Available data |
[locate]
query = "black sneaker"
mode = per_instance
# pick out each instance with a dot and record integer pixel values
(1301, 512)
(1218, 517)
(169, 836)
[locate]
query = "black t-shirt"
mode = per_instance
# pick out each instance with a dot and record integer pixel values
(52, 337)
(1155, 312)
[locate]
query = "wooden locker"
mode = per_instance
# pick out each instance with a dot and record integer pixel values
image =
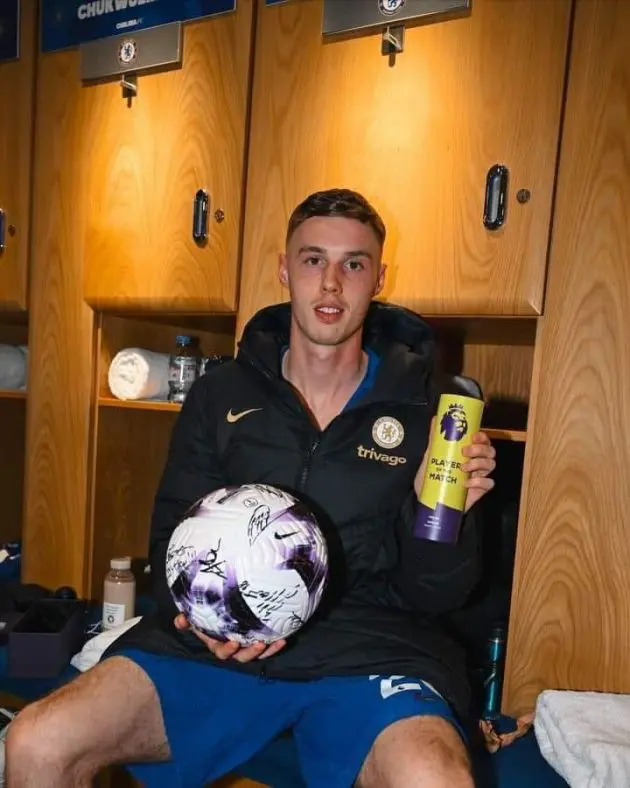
(418, 139)
(146, 159)
(17, 92)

Try it |
Look through the entries and find each line that has the string "black". Copy those lines.

Response |
query = "black sneaker"
query = "black t-shirt"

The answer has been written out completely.